Make an exact copy of the lines below.

-=-=-=-=-

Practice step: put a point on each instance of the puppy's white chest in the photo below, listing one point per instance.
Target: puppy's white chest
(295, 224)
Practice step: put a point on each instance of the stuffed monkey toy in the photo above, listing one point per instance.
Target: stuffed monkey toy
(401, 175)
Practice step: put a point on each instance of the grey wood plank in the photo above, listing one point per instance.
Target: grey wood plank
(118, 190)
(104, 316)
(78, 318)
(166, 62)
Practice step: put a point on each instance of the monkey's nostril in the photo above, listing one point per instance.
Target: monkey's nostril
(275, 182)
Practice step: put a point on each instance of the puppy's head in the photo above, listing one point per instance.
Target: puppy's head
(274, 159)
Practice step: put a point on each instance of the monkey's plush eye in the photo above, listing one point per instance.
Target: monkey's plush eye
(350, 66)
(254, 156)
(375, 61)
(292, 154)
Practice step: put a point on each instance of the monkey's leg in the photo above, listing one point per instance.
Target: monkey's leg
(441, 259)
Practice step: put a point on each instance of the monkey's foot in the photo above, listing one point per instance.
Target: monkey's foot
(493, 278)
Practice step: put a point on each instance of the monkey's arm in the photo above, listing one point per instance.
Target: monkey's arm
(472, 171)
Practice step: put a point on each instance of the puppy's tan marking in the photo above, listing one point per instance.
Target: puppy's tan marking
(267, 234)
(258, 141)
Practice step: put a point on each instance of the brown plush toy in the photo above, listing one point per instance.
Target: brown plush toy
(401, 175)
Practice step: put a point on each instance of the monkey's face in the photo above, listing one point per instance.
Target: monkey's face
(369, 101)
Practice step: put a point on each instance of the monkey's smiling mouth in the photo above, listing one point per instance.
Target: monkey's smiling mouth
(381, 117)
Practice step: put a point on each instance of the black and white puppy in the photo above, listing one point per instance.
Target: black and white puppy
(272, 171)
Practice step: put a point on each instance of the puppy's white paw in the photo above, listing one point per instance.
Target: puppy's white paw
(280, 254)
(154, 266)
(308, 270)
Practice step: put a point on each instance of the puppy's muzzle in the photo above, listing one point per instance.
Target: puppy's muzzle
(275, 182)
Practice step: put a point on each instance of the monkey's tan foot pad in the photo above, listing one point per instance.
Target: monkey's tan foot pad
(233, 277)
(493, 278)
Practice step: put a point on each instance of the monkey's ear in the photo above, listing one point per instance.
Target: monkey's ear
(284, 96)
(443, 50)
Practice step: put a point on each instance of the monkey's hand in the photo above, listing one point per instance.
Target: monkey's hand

-=-=-=-=-

▶ **The output**:
Practice step: put a point on each instance of the puppy's white chest in the photo below, listing one point per instance.
Target: puppy's white chest
(295, 224)
Practice step: put a point on each instance of the stuffed monkey toy in the photo above, listing one point per instance.
Target: stuffed monkey toy
(401, 175)
Practice step: put a point on each instance of the grey wood plank in the photo above, listing one point per instance.
Target: grey wood plank
(118, 190)
(104, 316)
(78, 318)
(166, 62)
Practice step: put a point on each instance of the monkey's nostril in the photo above, listing one point per instance.
Target: monkey's nostril
(275, 182)
Practice step: put a point on each instance of the puppy's head in the photo above, listing one point per instance.
Target: puppy's head
(274, 159)
Practice step: put a point on each instance of the monkey's plush eye in the photo above, listing one point per instance.
Target: monkey's plush eye
(350, 66)
(254, 156)
(375, 61)
(292, 154)
Practice step: put a point on each instance of the monkey's leg in the photo above, listing one point per instance.
Target: monkey's leg
(441, 259)
Practice step: put a point on each instance of the monkey's foot in the photo above, listing one point per instance.
Target: monkey's foot
(493, 278)
Practice step: put a point on each instance of the monkey's arm in the photo above, listing one point per instance.
Target: monkey's arm
(472, 171)
Practice step: put a point on each instance of the puppy's tan marking in the photo above, listing one point per instance.
Target: puppy's tan marking
(267, 234)
(258, 141)
Practice step: put a point on each instance of the brown plush toy in the photo above, listing one point per instance.
Target: brown plush toy
(401, 175)
Practice step: put a point on each instance of the monkey's face in the photo above, listing one point per instance.
Target: monkey's face
(369, 101)
Practice step: put a point on each instance of the monkey's smiling mouth in the photo above, listing one point per instance.
Target: monkey's smiling mouth
(381, 117)
Practice step: put a point on each instance of the black and white puppy in the photo above, listing one point per instance.
Target: black and white puppy
(272, 171)
Practice step: put a point on each instance of the puppy's white paw in the photo above, listing one point per instance.
Target: puppy's white paw
(280, 254)
(154, 266)
(308, 270)
Practice step: put a point on each instance of the puppy's muzzle in the photo above, listing one point per instance.
Target: puppy's muzzle
(275, 182)
Practice step: put a point on each instance of the monkey's tan foot pad in the photo above, listing one point per instance.
Target: monkey's tan foot pad
(233, 277)
(493, 278)
Practice step: put a point on each instance of the monkey's ear in the photo above, listing one point per instance.
Target: monkey's ear
(284, 96)
(443, 50)
Practice step: put a point on each instance of the monkey's hand in the photo above, listing one point per instance.
Target: monkey's hand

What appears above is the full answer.